# [GOAL OF THE EXERCISE]
Turn the part of the lines below that opens with the line containing "Object to locate: metal roof" and closes with the line containing "[79,312,144,360]", both included, into a numbered list with any blank lines dropped.

# [SUPPLIED RECORDS]
════════
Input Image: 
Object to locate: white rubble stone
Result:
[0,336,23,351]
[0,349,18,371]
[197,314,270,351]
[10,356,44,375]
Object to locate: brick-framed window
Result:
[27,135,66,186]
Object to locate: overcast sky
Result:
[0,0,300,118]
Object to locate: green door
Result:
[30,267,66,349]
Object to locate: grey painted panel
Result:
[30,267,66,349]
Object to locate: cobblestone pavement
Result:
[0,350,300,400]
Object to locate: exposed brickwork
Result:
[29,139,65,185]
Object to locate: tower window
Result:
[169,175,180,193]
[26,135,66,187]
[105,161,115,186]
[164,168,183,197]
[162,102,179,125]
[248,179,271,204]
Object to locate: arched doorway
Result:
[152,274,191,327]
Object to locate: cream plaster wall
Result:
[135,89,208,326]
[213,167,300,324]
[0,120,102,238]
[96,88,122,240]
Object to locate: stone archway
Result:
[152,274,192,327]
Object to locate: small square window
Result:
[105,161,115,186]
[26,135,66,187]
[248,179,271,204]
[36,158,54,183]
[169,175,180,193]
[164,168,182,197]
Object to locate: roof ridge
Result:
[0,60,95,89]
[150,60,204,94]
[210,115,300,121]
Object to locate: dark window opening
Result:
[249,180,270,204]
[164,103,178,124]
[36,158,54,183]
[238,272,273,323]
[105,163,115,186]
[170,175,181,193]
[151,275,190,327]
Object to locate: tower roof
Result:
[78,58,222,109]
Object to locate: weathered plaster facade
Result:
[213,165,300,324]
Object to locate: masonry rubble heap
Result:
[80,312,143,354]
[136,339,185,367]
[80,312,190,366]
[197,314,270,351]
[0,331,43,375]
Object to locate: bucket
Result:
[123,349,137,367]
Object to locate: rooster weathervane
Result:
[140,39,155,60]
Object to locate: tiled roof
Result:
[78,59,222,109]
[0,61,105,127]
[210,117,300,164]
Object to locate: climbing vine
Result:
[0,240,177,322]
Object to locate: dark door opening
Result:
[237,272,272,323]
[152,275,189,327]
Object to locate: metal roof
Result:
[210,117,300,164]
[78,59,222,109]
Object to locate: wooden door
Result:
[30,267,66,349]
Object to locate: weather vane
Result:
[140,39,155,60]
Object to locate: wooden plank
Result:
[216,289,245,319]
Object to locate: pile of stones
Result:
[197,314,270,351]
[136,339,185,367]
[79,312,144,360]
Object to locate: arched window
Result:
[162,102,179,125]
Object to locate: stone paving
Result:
════════
# [EXERCISE RESPONSE]
1. Object to locate: metal roof
2. Result:
3. [210,117,300,164]
4. [78,59,222,109]
5. Object to locate: wooden door
6. Result:
7. [30,267,66,349]
8. Object to locate: weather vane
9. Result:
10. [140,39,155,60]
11. Object to locate: wooden plank
12. Result:
13. [216,289,245,319]
14. Object to locate: pile of stones
15. Result:
16. [197,314,270,351]
17. [136,339,185,367]
18. [79,312,144,360]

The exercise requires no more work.